### WORK INSTRUCTIONS
Reproduce every one of the entries below verbatim, but leave out the pictures.

Stored items from a collection

::::::::::

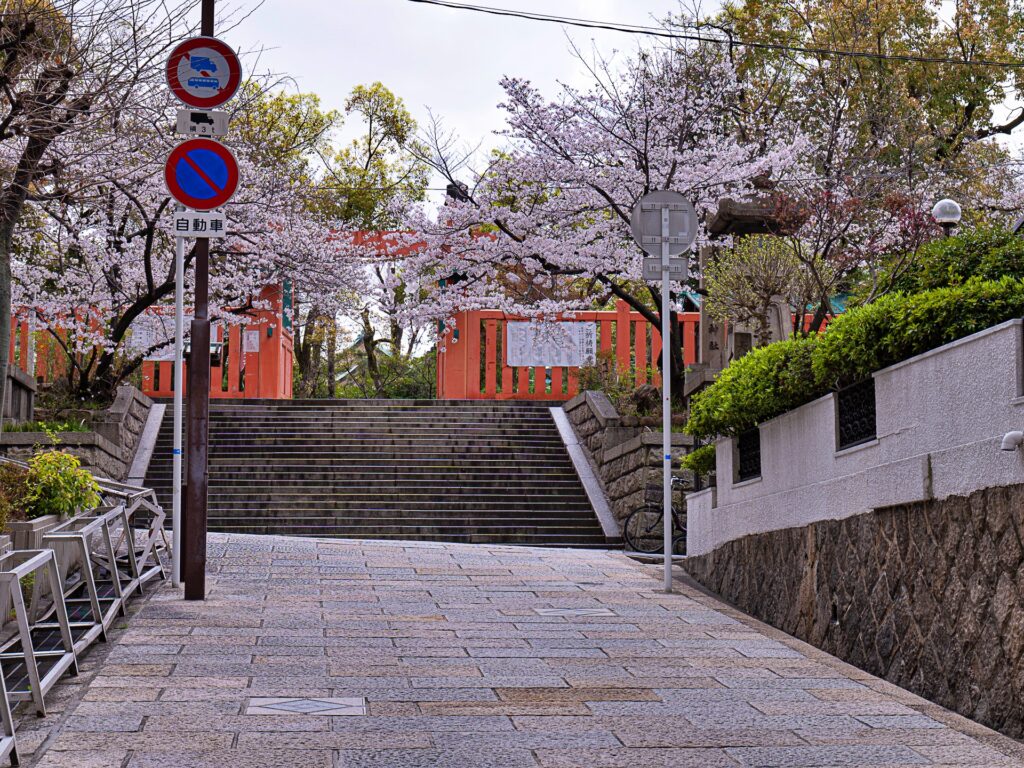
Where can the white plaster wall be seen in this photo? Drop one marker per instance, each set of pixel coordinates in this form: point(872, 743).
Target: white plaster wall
point(941, 417)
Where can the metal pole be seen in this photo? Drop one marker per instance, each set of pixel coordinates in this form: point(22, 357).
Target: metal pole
point(199, 407)
point(179, 287)
point(667, 396)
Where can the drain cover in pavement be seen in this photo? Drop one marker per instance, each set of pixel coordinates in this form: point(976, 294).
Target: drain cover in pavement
point(306, 707)
point(574, 611)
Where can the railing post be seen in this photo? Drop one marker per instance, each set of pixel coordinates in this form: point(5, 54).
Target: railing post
point(623, 346)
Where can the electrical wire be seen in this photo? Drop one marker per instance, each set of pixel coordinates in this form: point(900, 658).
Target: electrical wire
point(690, 37)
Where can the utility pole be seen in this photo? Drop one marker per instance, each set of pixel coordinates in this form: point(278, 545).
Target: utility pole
point(665, 224)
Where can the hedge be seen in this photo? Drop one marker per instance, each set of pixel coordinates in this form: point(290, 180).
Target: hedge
point(770, 380)
point(897, 327)
point(985, 252)
point(765, 382)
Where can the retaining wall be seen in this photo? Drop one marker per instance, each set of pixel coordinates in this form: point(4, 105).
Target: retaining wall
point(940, 418)
point(928, 595)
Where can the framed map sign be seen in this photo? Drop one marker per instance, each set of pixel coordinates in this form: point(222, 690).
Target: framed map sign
point(551, 344)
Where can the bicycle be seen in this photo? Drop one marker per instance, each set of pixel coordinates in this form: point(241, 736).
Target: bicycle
point(643, 530)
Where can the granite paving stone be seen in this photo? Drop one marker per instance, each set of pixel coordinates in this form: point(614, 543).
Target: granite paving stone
point(465, 657)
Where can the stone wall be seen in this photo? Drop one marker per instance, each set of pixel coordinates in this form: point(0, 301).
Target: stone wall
point(627, 458)
point(108, 450)
point(939, 420)
point(928, 595)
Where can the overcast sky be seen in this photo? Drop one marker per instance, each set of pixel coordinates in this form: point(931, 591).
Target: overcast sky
point(450, 60)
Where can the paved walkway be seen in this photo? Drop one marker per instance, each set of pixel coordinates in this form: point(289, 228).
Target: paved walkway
point(462, 655)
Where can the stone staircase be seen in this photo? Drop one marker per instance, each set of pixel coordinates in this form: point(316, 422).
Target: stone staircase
point(425, 470)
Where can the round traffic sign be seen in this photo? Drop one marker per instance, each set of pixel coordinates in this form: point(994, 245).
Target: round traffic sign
point(201, 174)
point(647, 225)
point(204, 72)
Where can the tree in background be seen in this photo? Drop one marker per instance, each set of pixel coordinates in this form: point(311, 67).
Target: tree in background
point(359, 183)
point(67, 69)
point(887, 137)
point(552, 210)
point(743, 283)
point(94, 259)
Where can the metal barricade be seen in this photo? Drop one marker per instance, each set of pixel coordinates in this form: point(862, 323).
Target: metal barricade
point(94, 591)
point(41, 651)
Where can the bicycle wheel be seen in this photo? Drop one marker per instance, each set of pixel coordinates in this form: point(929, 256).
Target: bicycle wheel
point(643, 530)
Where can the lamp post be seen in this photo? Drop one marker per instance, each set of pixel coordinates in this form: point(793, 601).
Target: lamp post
point(947, 214)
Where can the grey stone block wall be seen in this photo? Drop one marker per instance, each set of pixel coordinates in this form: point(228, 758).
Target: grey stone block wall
point(929, 596)
point(627, 458)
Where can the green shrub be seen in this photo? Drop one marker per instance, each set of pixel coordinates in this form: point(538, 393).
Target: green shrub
point(13, 489)
point(68, 425)
point(765, 382)
point(897, 327)
point(770, 380)
point(700, 461)
point(57, 485)
point(987, 253)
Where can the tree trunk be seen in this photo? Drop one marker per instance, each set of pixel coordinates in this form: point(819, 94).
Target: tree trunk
point(332, 349)
point(370, 347)
point(6, 243)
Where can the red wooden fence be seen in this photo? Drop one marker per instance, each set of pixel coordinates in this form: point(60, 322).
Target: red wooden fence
point(471, 357)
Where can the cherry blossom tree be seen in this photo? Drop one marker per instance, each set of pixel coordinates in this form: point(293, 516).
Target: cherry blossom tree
point(91, 262)
point(545, 226)
point(66, 66)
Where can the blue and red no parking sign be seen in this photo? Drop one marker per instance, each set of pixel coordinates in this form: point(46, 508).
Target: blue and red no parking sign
point(202, 174)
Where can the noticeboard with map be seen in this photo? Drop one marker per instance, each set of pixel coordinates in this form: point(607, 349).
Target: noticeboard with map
point(551, 344)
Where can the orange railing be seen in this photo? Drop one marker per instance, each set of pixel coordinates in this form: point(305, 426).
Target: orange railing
point(264, 374)
point(264, 371)
point(471, 359)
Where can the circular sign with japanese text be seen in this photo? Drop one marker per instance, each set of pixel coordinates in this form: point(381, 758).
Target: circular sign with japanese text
point(202, 174)
point(204, 72)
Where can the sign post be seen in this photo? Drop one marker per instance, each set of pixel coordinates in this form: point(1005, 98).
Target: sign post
point(665, 224)
point(201, 174)
point(179, 286)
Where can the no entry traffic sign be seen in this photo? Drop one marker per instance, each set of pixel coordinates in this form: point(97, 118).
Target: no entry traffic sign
point(204, 72)
point(202, 174)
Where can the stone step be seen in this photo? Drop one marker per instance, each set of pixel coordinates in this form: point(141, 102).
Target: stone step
point(495, 472)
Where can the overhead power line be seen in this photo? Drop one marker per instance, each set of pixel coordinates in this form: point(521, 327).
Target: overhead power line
point(704, 38)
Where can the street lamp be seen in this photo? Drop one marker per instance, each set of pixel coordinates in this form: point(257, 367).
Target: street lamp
point(947, 214)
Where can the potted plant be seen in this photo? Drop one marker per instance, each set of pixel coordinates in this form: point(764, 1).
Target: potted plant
point(54, 487)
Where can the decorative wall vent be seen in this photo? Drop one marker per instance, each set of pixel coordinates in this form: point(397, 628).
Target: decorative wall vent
point(855, 406)
point(749, 455)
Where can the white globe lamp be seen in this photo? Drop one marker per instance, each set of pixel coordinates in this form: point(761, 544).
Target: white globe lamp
point(947, 214)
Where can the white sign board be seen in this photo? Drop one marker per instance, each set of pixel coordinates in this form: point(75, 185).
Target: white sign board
point(148, 331)
point(652, 269)
point(202, 123)
point(199, 224)
point(250, 341)
point(551, 344)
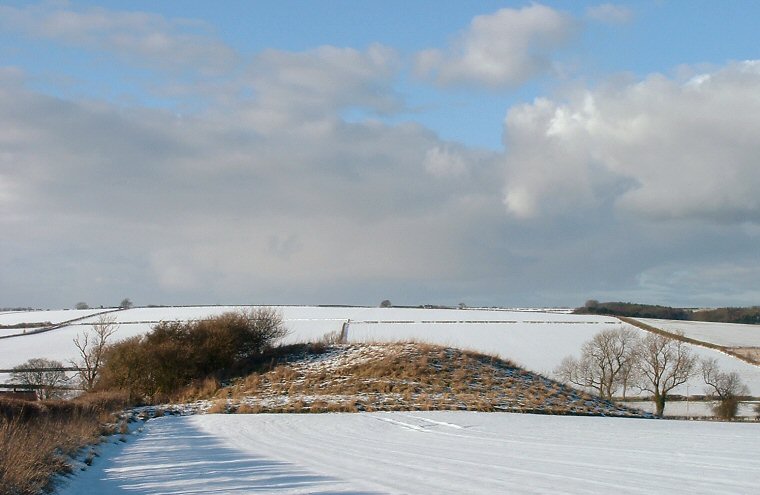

::::::::::

### RESULT OF THIS TASK
Where can the white plaster wall be seen in this photo? Drop one marker per instance, each set of pixel coordinates in this form: point(872, 743).
Target: white plaster wall
point(941, 417)
Where can the metal pole be seen in this photo? Drop one marker per instance, each set of pixel coordinates in this form: point(22, 357).
Target: metal pole
point(199, 407)
point(179, 287)
point(667, 396)
Where can the drain cover in pavement be seen in this photo? Drop one marker per instance, each set of pixel coordinates in this form: point(976, 294).
Target: drain cover in pavement
point(306, 707)
point(574, 611)
Where can the railing post be seen in this photo? Drop one marker per instance, each set of pixel coordinates in this form: point(5, 54).
Target: railing post
point(623, 346)
Where can the electrical wire be seen in this photo? Drop one marker per instance, each set of pixel coordinates in this form: point(900, 658).
Target: electrical wire
point(690, 37)
Where can the utility pole be seen in this photo? Drop one marker per instance, each set of pixel coordinates in this form: point(278, 545).
Target: utility pole
point(665, 224)
Where can the hedge be seen in this photo? Drop one marker per instance, each set of pixel coordinates in this form: point(290, 180).
Target: hedge
point(770, 380)
point(897, 327)
point(985, 252)
point(765, 382)
Where can the retaining wall be seen in this photo? Drop one marker per instance, each set of pixel coordinates in this form: point(4, 105).
Target: retaining wall
point(940, 418)
point(928, 595)
Where can the framed map sign be seen in this photo? Drop one marker per instance, each set of pixel coordinates in this form: point(222, 690).
Target: framed map sign
point(551, 344)
Where can the bicycle be seen in this photo? Drop one marker per instance, each set of pixel coordinates in this form: point(241, 736).
Target: bicycle
point(643, 530)
Where can the granite paving stone be seen in this photo? Drop one marker per instance, each set of pixel coordinates in this form: point(614, 543).
Target: granite paving stone
point(465, 657)
Where can the stone wall be seen in this photo? Drop one marker per instance, each set of pixel coordinates in this form: point(0, 301).
Target: stone wall
point(627, 458)
point(108, 450)
point(939, 420)
point(928, 595)
Where can the overcast sky be seen in this photo? Drop one marker per instance, each set of pixel coordinates in this form: point(931, 591).
Target: overcast sky
point(450, 60)
Where can the paved walkway be seen in this photo? Drop one marker per instance, each set of pixel coordinates in this form: point(289, 228).
Target: paved walkway
point(462, 655)
Where can the stone staircase be seen in this photo? Drop one marker per instance, each set of pixel coordinates in this form: point(316, 422).
Target: stone staircase
point(425, 470)
Where can the round traffic sign be seen in this photo? Drop one marker per instance, each set of pixel coordinates in this form: point(994, 245).
Target: round traffic sign
point(201, 174)
point(647, 225)
point(204, 72)
Where can the tree in background be seen in this photo? Drop one marker per instance, each set of pixel coordinates in this form: point(311, 67).
Target: tree in background
point(359, 183)
point(67, 69)
point(887, 137)
point(552, 210)
point(743, 283)
point(94, 259)
Where can the metal barricade be seen in this photo? Drop one marker per instance, each set of pixel coordinates in this form: point(862, 323).
Target: metal barricade
point(94, 591)
point(41, 651)
Where can the bicycle wheel be seen in this photo? Drop one marker per instance, each set of pixel coordinates in this form: point(929, 256).
Target: bicycle wheel
point(643, 530)
Where can the lamp post be seen in this photo? Drop one marker per instance, each set of pixel coordinates in this form: point(793, 601).
Target: lamp post
point(947, 214)
Where can the grey stone block wall be seen in this photo? Drop one marker per instance, each set of pixel coordinates in this form: point(228, 758).
Target: grey stone block wall
point(929, 596)
point(627, 458)
Where can the green shrub be seen in this photo? Drop one marker per instance, each set of pixel coordinates in this form: point(538, 393).
Target: green shrub
point(13, 489)
point(68, 425)
point(765, 382)
point(897, 327)
point(770, 380)
point(700, 461)
point(57, 485)
point(987, 253)
Where can the tree trunk be seen in this photo? Drop one marker per instance, each set of pixel coordinates in this form: point(819, 94).
Target: tree trunk
point(332, 349)
point(370, 347)
point(6, 243)
Where can the red wooden fence be seen in this photo? Drop one marker per instance, each set of pixel coordinates in this form: point(60, 322).
Target: red wooden fence
point(471, 357)
Where can the cherry blossom tree be seen in this photo? Drop one marker per instance, each set of pixel coordinates in this form: point(293, 516).
Target: cherry blossom tree
point(91, 262)
point(545, 226)
point(66, 66)
Where can the blue and red no parking sign be seen in this photo? Drop one marker per instance, each set of pixel coordinates in this form: point(46, 508).
Target: blue and red no parking sign
point(202, 174)
Where can the noticeboard with map be seen in this photo? Drop one marker per instance, each set of pixel coordinates in this form: point(607, 349).
Target: noticeboard with map
point(551, 344)
Where can the orange railing be seen in this photo? Drop one marker per instance, each set of pixel coordinates in this form: point(305, 426).
Target: orange railing
point(264, 374)
point(264, 371)
point(471, 359)
Where can the circular sign with japanese text be seen in this photo? Drop one marker per instance, each set of pixel coordinates in this form: point(381, 758).
Target: circular sign with japanese text
point(202, 174)
point(204, 72)
Where can the sign post be seen in this photo? Drop one marker per instance, each set of pixel coordinates in this form: point(1005, 98).
Target: sign post
point(665, 224)
point(201, 174)
point(179, 286)
Where can the no entry traffic sign be seen in this photo? Drop one marker per instance, each set of pixel coordinates in this form: point(97, 118).
Target: no entry traffic sign
point(204, 72)
point(202, 174)
Where can the stone step be seen in this photo? Drop one marker per instance, each set of pixel coordinates in this form: point(141, 102).
Target: stone step
point(495, 472)
Where can the overhead power line be seen in this photo? Drop one marker per instance, each set of pixel coordinates in this form: point(521, 327).
Target: overhead power line
point(704, 38)
Where can the street lamp be seen in this photo? Drop one marker per instance, each set of pixel coordinates in this form: point(257, 367).
Target: street lamp
point(947, 214)
Where can the potted plant be seen in this photo? Drop one marker per instance, each set of pixel coordinates in this form: point(764, 1).
Target: potted plant
point(54, 487)
Where can the decorative wall vent be seen in this photo? Drop one marker per instance, each set of pixel coordinates in this form: point(397, 628).
Target: decorative wall vent
point(855, 406)
point(749, 455)
Where can the white globe lamp be seen in this photo? Drop one marker per instance, each set of pixel coordinates in this form: point(761, 544).
Target: white globe lamp
point(947, 214)
Where can the white sign board be seen in this photo? Drop one marker per instance, each set of pixel coordinates in this form: point(75, 185).
Target: white sign board
point(148, 331)
point(652, 269)
point(202, 123)
point(199, 224)
point(250, 341)
point(551, 344)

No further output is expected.